Tujuan 1 -> Dalam berita tentang penahanan empat warga Batunadua, di mana keempat warga itu sekarang ditahan?

Bacaan ->
========

*Diduga Ada Ketidakadilan Hukum, Keluarga AH, dkk Menangis Histeris: “Kami Bukan Penjahat, Kami Hanya Cari Nafkah!”*

oleh -150 Dilihat

Foto : Korban kriminalisasi hukum dan Penasehat hukumnya

Tapanuli Selatan, 20 Oktober 2025, Sinkap.Info — Aroma ketidakadilan kembali mengembang di tubuh penegakan hukum wilayah Tapanuli Selatan. Empat warga Batunadua, Kota Padangsidimpuan — AH (50), RH (27), PEH (23), dan AAH (24) — Ayah dan 3 orang anaknya kini mendekam di tahanan Polres Tapanuli Selatan. Namun, di balik jeruji besi itu tersimpan kisah pilu yang kini mengguncang publik.

Keempatnya telah dilakukan penangkapan serta penahanan atas dugaan penganiayaan secara bersama – sama berdasarkan Laporan Polisi Nomor: LP/B/32/I/2025/SPKT/POLRES TAPSEL/POLDA SUMUT Pelapor an. M.I.A. Batubara.

Sebelumnya sudah diajukan permohonan penangguhan penahanan/ tidak dilakukan penahanan / tahanan rumah terhadap AH,dkk namun diduga hal tersebut tidak dikabulkan.

========

Daftar masukan ->
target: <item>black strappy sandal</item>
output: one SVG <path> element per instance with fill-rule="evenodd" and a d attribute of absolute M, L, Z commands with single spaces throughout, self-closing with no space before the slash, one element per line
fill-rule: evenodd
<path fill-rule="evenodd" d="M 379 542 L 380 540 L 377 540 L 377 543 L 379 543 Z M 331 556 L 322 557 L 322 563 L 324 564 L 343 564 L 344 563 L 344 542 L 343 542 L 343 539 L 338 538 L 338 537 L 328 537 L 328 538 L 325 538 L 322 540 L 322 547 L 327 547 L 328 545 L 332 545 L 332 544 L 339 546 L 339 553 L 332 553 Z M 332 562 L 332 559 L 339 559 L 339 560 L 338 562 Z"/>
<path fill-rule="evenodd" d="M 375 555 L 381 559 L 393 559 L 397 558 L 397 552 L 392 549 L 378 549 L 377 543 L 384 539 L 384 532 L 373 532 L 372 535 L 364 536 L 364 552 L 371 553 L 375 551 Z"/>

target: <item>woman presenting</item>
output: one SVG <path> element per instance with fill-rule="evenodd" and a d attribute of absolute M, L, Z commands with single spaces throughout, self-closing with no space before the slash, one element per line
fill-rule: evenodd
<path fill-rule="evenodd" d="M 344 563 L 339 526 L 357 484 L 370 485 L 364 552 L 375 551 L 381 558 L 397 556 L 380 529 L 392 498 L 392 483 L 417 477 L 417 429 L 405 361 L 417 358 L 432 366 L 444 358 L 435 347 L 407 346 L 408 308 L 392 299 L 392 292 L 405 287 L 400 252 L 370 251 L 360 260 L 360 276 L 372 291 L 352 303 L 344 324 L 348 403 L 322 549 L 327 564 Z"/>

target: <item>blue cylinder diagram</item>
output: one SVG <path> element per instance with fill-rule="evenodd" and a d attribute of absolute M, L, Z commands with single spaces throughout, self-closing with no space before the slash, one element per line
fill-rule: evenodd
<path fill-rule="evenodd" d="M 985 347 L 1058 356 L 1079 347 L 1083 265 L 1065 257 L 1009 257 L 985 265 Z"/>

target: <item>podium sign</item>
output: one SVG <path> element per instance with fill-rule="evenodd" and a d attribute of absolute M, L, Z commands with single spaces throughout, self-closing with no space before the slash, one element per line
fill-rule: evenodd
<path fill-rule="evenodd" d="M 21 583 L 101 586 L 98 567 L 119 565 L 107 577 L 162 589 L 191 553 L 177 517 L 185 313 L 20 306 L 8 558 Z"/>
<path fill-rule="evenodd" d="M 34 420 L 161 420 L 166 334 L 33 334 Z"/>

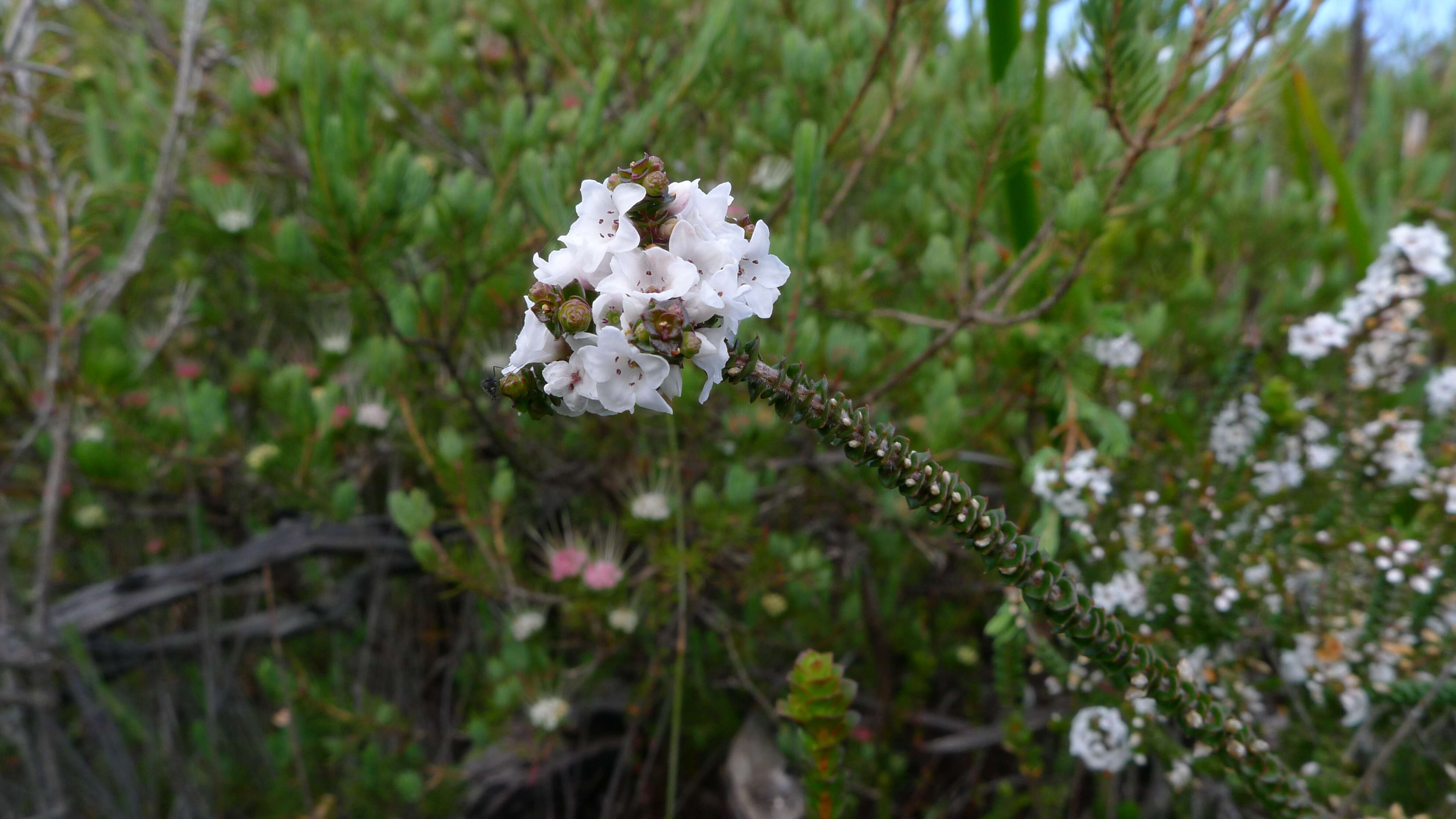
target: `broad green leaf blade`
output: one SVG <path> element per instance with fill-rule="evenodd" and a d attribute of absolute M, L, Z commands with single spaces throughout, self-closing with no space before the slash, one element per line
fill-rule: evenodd
<path fill-rule="evenodd" d="M 1360 214 L 1354 182 L 1350 181 L 1350 172 L 1345 169 L 1344 160 L 1340 159 L 1340 147 L 1335 144 L 1335 138 L 1329 134 L 1329 128 L 1325 127 L 1325 121 L 1319 115 L 1319 106 L 1315 102 L 1315 95 L 1309 92 L 1309 82 L 1305 80 L 1303 71 L 1294 68 L 1289 79 L 1294 87 L 1294 99 L 1299 103 L 1300 118 L 1309 130 L 1309 140 L 1315 143 L 1315 153 L 1319 154 L 1319 163 L 1325 166 L 1325 172 L 1329 173 L 1331 181 L 1335 184 L 1335 194 L 1340 201 L 1340 223 L 1345 227 L 1350 255 L 1354 256 L 1356 265 L 1363 270 L 1374 259 L 1374 254 L 1370 252 L 1370 233 L 1366 229 L 1364 217 Z"/>
<path fill-rule="evenodd" d="M 999 83 L 1021 42 L 1021 0 L 986 0 L 986 29 L 992 82 Z"/>

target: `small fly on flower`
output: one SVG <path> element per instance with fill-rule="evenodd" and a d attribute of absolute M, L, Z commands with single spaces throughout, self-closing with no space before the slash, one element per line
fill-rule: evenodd
<path fill-rule="evenodd" d="M 495 367 L 495 373 L 491 377 L 480 379 L 480 389 L 491 396 L 491 401 L 501 399 L 501 367 Z"/>

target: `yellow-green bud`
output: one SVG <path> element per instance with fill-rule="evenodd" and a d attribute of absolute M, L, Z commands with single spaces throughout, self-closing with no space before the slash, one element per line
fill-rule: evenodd
<path fill-rule="evenodd" d="M 562 332 L 587 332 L 591 329 L 591 305 L 581 296 L 566 299 L 556 310 Z"/>

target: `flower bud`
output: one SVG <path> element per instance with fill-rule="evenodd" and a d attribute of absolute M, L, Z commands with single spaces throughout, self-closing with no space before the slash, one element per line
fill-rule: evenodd
<path fill-rule="evenodd" d="M 684 358 L 692 358 L 702 348 L 703 348 L 703 337 L 697 335 L 696 332 L 684 332 L 683 334 L 683 357 Z"/>
<path fill-rule="evenodd" d="M 562 332 L 587 332 L 591 329 L 591 305 L 581 296 L 566 299 L 556 310 Z"/>
<path fill-rule="evenodd" d="M 536 313 L 536 318 L 539 318 L 542 324 L 550 324 L 552 319 L 556 318 L 556 309 L 561 307 L 561 290 L 543 281 L 537 281 L 536 284 L 531 284 L 530 293 L 531 302 L 534 302 L 534 305 L 531 305 L 531 312 Z"/>
<path fill-rule="evenodd" d="M 667 173 L 661 171 L 654 171 L 642 178 L 642 187 L 646 188 L 646 195 L 661 197 L 667 192 Z"/>
<path fill-rule="evenodd" d="M 526 377 L 526 373 L 517 372 L 504 376 L 501 379 L 499 389 L 501 393 L 508 398 L 524 398 L 526 393 L 530 392 L 531 383 L 530 379 Z"/>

========

Tujuan 2 -> Kutip persis baris-baris daftar di atas. Mulai dari baris pertama daftar dan berhenti setelah baris yang memuat "375 555 L 381".

Hasil 1 -> Di tahanan Polres Tapanuli Selatan.

Hasil 2 ->
target: <item>black strappy sandal</item>
output: one SVG <path> element per instance with fill-rule="evenodd" and a d attribute of absolute M, L, Z commands with single spaces throughout, self-closing with no space before the slash, one element per line
fill-rule: evenodd
<path fill-rule="evenodd" d="M 379 542 L 380 540 L 377 540 L 377 543 L 379 543 Z M 331 556 L 322 557 L 322 563 L 324 564 L 343 564 L 344 563 L 344 542 L 343 542 L 343 539 L 338 538 L 338 537 L 328 537 L 328 538 L 325 538 L 322 540 L 322 547 L 327 547 L 328 545 L 332 545 L 332 544 L 339 546 L 339 553 L 332 553 Z M 332 562 L 332 559 L 339 559 L 339 560 L 338 562 Z"/>
<path fill-rule="evenodd" d="M 375 555 L 381 559 L 393 559 L 397 558 L 397 552 L 392 549 L 378 549 L 377 543 L 384 539 L 384 532 L 373 532 L 372 535 L 364 536 L 364 552 L 371 553 L 375 551 Z"/>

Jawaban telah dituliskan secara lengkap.